**ASSIGNMENT**
The reply should hold only the lines below from the one with "Each returned point MUST lie on the matching tree" to the end, each copied exactly.

________________

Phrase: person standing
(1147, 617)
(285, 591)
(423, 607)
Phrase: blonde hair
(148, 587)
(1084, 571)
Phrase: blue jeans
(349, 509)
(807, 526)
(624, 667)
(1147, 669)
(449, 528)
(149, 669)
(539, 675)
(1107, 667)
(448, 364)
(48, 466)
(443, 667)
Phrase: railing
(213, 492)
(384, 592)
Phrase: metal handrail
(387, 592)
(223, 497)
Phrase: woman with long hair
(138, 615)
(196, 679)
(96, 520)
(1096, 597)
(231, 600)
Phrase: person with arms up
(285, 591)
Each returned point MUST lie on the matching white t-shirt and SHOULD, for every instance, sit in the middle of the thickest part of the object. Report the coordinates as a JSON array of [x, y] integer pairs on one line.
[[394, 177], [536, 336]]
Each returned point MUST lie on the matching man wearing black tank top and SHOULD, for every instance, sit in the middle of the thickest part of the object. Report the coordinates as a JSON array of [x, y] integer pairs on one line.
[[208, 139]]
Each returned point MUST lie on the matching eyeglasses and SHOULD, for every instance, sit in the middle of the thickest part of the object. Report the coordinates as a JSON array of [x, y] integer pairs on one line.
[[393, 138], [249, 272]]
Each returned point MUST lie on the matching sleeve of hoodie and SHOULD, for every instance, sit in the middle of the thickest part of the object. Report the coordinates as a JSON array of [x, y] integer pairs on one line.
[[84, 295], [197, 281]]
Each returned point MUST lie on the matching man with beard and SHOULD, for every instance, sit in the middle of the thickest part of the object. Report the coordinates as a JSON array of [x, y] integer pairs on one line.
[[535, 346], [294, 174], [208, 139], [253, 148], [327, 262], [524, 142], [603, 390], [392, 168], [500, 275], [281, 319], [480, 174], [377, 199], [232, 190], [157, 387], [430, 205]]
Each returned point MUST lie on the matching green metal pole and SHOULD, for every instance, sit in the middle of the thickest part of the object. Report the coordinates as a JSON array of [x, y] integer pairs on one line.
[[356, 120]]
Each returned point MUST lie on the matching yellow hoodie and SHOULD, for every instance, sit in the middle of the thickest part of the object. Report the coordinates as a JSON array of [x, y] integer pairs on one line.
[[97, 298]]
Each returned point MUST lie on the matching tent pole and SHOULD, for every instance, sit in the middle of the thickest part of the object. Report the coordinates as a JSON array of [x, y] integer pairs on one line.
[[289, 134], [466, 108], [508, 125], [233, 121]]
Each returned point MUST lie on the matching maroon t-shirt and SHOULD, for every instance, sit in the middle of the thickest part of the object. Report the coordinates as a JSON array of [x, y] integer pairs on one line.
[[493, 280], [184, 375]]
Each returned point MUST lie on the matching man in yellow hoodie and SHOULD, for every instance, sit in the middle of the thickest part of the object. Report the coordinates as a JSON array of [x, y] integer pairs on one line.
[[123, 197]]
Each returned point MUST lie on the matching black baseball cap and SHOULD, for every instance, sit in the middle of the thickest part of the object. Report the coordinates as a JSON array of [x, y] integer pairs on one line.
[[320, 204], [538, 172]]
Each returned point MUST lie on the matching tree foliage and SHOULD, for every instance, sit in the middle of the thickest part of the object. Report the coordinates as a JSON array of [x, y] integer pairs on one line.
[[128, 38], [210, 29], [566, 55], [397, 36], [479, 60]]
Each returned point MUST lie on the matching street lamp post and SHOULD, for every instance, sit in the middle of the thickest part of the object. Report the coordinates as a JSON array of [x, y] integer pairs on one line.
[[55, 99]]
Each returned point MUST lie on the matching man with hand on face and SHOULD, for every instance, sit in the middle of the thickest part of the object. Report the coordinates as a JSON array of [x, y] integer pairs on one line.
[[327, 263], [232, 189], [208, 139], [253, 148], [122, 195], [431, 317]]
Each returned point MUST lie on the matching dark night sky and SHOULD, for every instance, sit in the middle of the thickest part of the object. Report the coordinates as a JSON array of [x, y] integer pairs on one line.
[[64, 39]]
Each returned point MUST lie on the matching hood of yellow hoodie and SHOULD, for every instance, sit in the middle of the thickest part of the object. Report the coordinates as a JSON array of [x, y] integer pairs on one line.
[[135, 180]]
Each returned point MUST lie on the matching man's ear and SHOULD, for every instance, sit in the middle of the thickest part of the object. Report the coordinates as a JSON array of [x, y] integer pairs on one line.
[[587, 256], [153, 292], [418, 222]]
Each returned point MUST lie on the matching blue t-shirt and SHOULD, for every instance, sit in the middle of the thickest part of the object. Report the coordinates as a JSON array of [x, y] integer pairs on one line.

________________

**SOLUTION FOR THIS TASK**
Each returned point MUST lie on the matching tree foliage and SHOULD, for every instance, sit in the middle of the thickest part of the object. Report the coordinates as a JSON array of [x, y] integer pairs on one line.
[[128, 38], [210, 29], [566, 55], [397, 36], [479, 60]]
Each returned point MUST lie on the matching street lamp post and SHOULD, for every instance, sit in the middle of the thickest part of the object. Report the coordinates as a JSON array of [x, y] integer pairs on one line.
[[55, 99]]
Each returned point MUST lie on the matching man with hand on face and SHOULD, for every instance, sit in the middle of the thickest part of the object. Report the coordinates as a JSON array of [x, y] integer pairs on one line.
[[327, 263], [232, 189], [208, 139], [253, 148], [122, 195], [431, 317]]
Each returned point MUST lie on the matching dark night sky and SHOULD, for every instance, sit in the middle of the thickest part of the object. Report the coordinates as a JSON array of [x, y] integer pairs on one line.
[[64, 39]]
Each returned point MUST lie on the matching hood of yellow hoodie and SHOULD, for every instance, sit in the middle of the thickest part of the object. Report the coordinates as a JSON array of [x, y] integer pairs on one line.
[[135, 180]]
Each returned point MUST lie on the matching man's ear and SHOULD, for every instance, sit in the middle of the thickest part of the object. Report the coordinates as a JSON array of [x, y] integer pairs on one line.
[[587, 256], [153, 292], [418, 222]]
Each returned point MUST lie on the matching blue t-shirt and SHOULD, for every instance, sit in the middle of the thickest part of the object. Report the coordinates as a JSON array of [x, y] integer pairs on one line.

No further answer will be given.